| Objetivo 1 |
Reúna todas as linhas da listagem que contêm a palavra "wonderful", considerando a distinção entre maiúsculas e minúsculas.

| Trecho para leitura |
——

O procurador de Justiça Rômulo de Andrade Moreira, do Ministério Público baiano, está distante cerca de 2.500 km de Curitiba, mas teme os impactos que a operação “lava jato” podem gerar no processo penal brasileiro. Para ele, os precedentes criados com o famoso caso de corrupção na Petrobras vão atingir pobres de todo o país que estão presos sem julgamento.

“Os tribunais têm reconhecido a prisão preventiva por mais de 500 dias, por exemplo, com base no princípio da proporcionalidade e na manutenção da ordem pública. Se a jurisprudência diz que isso pode ocorrer, o argumento pode ser usado até para um suspeito de roubar uma galinha”, afirma Moreira, que participou na última quinta-feira (10/9) do 2º Encontro Nacional do Ministério Público, em São Paulo.

“Esse requisito de [justificar a prisão preventiva para] garantir a ordem pública precisa ser urgente extirpado do nosso ordenamento jurídico, porque ninguém sabe definir o que é isso, o conceito é muito genérico”, disse ele durante o evento, na Escola Superior do MP paulista. “Em nome da ordem pública, se prende preventivamente um réu ou indiciado com base nos motivos mais incríveis. Clamor público não pode ser confundido com ordem pública.”

O procurador declarou ainda que prender alguém de forma preventiva “não é meio idôneo para combater a corrupção”, defendendo que medidas cautelares só devem ser impostas quando há perigo para a condução do processo, independentemente do mérito. “Se [a prisão do investigado] é [necessária] para conveniência da instrução criminal, coloque a pessoa em casa, sem poder sair, com tornozeleira eletrônica”, afirmou.

——

| Registros de coordenadas anotados |

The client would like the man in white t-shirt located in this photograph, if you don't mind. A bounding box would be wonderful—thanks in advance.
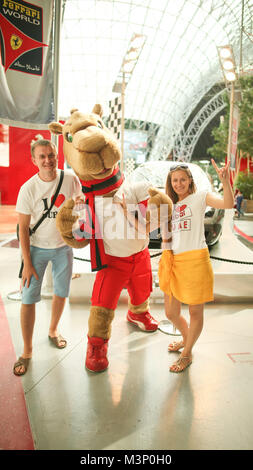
[13,139,82,375]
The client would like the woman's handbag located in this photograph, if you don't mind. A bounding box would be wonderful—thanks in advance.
[17,170,64,279]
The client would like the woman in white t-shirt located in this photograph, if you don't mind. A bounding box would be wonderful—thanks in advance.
[159,160,234,372]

——

| Objetivo 2 |
Transcreva literalmente, do trecho sobre a prisão preventiva, a passagem que começa em "O procurador de Justiça" e segue até "presos sem julgamento.".

| Resolução detalhada 1 |
The client would like the man in white t-shirt located in this photograph, if you don't mind. A bounding box would be wonderful—thanks in advance.
The client would like the woman's handbag located in this photograph, if you don't mind. A bounding box would be wonderful—thanks in advance.
The client would like the woman in white t-shirt located in this photograph, if you don't mind. A bounding box would be wonderful—thanks in advance.

| Resolução detalhada 2 |
O procurador de Justiça Rômulo de Andrade Moreira, do Ministério Público baiano, está distante cerca de 2.500 km de Curitiba, mas teme os impactos que a operação “lava jato” podem gerar no processo penal brasileiro. Para ele, os precedentes criados com o famoso caso de corrupção na Petrobras vão atingir pobres de todo o país que estão presos sem julgamento.